» Dataset records

=== Section Start ===

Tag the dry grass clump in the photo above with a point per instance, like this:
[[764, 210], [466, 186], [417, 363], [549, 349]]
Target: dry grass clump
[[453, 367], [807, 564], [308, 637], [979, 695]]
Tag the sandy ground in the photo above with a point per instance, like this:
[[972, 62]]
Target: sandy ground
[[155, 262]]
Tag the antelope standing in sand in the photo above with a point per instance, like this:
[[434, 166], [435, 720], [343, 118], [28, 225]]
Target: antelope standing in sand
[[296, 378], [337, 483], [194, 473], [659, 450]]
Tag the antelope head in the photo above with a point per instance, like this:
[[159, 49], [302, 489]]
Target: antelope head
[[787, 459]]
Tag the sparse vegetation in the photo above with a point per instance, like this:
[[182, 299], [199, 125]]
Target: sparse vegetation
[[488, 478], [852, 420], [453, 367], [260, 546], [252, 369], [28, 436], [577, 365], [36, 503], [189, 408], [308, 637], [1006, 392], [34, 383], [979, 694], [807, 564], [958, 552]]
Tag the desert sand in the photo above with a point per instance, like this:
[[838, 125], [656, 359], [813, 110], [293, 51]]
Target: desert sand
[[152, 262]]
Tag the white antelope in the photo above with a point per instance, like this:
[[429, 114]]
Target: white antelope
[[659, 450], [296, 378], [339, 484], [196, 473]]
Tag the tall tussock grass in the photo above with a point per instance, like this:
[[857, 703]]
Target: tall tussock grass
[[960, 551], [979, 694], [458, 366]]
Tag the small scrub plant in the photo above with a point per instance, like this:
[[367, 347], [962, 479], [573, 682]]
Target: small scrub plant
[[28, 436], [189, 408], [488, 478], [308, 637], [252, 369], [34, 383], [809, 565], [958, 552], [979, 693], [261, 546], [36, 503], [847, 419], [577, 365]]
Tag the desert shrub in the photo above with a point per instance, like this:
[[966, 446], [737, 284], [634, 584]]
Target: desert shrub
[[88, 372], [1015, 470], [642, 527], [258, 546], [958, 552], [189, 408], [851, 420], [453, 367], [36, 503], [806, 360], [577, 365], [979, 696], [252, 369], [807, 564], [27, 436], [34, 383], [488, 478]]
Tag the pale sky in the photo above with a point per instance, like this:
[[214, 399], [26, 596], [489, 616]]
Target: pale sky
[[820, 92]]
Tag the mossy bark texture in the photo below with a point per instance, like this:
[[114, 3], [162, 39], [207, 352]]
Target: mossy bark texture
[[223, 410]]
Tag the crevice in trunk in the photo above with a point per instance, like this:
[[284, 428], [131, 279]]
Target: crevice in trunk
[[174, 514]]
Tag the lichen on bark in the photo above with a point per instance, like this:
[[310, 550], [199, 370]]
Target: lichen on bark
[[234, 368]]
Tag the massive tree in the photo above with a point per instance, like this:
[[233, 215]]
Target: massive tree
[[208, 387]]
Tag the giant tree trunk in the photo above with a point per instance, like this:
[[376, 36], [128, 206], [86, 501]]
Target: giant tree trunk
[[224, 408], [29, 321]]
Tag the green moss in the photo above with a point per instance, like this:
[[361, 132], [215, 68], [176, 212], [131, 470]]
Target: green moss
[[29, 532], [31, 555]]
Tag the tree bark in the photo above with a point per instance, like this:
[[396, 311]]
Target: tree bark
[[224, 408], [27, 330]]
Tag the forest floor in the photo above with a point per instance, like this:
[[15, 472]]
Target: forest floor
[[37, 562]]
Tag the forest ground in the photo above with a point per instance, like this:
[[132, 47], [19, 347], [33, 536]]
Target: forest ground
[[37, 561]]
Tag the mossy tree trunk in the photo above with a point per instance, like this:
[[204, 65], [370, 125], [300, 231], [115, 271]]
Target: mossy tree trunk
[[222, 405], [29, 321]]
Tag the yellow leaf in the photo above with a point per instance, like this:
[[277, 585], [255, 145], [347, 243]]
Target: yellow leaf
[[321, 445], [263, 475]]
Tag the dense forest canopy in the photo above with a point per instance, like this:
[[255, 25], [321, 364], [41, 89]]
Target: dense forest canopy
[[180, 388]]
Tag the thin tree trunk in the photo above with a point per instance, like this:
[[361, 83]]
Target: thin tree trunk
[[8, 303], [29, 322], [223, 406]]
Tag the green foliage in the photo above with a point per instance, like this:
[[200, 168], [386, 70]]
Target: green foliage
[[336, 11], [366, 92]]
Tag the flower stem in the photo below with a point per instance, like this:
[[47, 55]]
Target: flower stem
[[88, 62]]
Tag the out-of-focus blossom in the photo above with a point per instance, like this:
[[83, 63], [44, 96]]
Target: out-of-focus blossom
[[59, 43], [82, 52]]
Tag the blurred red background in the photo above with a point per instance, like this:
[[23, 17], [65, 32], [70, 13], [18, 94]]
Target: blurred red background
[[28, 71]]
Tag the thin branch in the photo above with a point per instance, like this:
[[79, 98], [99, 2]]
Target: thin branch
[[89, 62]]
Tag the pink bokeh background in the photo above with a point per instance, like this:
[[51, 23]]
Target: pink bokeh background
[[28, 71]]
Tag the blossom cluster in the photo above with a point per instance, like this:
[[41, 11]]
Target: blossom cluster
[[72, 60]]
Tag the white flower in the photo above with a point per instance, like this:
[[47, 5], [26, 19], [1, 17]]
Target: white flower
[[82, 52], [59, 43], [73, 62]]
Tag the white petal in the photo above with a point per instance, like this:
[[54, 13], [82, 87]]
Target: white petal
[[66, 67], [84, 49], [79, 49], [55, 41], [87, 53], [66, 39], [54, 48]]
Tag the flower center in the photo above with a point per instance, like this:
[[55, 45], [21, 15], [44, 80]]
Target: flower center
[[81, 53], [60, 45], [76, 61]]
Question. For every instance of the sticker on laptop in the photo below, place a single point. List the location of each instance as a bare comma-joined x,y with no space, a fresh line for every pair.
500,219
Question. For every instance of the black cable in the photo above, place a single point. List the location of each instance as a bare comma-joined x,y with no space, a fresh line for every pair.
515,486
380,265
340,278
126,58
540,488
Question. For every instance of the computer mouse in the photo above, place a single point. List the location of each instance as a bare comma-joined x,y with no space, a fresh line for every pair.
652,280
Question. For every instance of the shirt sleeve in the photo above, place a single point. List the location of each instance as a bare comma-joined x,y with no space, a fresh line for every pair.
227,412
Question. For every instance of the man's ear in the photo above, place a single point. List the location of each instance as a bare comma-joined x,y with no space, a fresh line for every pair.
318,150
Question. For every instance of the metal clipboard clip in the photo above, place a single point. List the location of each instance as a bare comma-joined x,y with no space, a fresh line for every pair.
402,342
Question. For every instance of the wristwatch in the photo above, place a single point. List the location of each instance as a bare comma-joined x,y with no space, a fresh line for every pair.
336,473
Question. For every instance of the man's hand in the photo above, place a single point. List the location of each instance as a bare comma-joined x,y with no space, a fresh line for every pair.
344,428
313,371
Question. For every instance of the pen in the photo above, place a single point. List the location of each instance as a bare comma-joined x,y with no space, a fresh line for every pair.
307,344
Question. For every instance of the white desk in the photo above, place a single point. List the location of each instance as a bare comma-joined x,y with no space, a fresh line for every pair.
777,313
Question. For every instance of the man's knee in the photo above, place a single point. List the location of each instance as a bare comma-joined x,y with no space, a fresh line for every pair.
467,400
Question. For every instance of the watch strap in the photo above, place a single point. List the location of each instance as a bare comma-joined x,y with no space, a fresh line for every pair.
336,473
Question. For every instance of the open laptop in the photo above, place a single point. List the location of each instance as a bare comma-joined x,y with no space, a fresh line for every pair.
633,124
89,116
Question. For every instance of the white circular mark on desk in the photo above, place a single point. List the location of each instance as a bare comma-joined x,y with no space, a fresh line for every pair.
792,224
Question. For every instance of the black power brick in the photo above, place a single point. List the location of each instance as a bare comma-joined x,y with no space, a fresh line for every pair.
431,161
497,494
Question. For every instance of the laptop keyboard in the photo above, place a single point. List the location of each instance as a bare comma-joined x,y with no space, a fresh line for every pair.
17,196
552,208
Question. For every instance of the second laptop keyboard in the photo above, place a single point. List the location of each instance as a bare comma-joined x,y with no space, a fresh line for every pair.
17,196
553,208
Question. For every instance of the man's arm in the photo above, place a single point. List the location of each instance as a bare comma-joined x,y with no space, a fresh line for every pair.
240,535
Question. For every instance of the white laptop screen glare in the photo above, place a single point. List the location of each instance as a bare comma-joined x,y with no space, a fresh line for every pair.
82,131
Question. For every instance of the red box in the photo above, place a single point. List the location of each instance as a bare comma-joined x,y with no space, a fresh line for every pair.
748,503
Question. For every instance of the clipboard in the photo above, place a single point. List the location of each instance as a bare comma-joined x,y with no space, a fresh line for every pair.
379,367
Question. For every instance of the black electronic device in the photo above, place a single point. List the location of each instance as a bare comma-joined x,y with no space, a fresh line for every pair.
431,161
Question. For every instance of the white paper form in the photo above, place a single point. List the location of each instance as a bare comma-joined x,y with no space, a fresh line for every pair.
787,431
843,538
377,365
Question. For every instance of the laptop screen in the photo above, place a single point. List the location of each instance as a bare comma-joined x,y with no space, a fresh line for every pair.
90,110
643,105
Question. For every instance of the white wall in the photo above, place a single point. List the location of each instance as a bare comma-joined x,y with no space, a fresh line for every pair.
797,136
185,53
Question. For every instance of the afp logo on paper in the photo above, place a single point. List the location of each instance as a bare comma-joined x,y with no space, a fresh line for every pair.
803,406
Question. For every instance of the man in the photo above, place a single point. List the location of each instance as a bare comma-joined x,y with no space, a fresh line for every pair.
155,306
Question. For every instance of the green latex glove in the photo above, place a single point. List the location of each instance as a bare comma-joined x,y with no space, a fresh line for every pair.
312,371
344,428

=== Section End ===

» What the task requires
When the line with "[[182, 299], [199, 125]]" is reached in the data above, begin copying, and stop after the line with "[[367, 347], [962, 479], [573, 682]]"; copy each line exactly, both ends included.

» Your solution
[[182, 299], [199, 125]]
Target: sparse vegetation
[[488, 478], [852, 420], [453, 367], [260, 546], [252, 369], [28, 436], [577, 365], [36, 503], [189, 408], [308, 637], [1006, 392], [34, 383], [979, 694], [807, 564], [958, 552]]
Tag the desert sand in the photo above with a point per instance, like this:
[[838, 125], [656, 359], [813, 110], [293, 51]]
Target: desert sand
[[152, 262]]
Tag the white antelope in the photo above with a point per instance, like this:
[[429, 114]]
Target: white antelope
[[659, 450], [296, 378], [339, 484], [196, 473]]
Tag the tall tussock grass in the photo above with a point per instance, like this:
[[857, 703]]
Target: tall tussock grass
[[960, 551], [979, 694], [458, 366]]
Tag the small scrub plant in the photo above with a point per instance, like this:
[[367, 347], [962, 479], [573, 682]]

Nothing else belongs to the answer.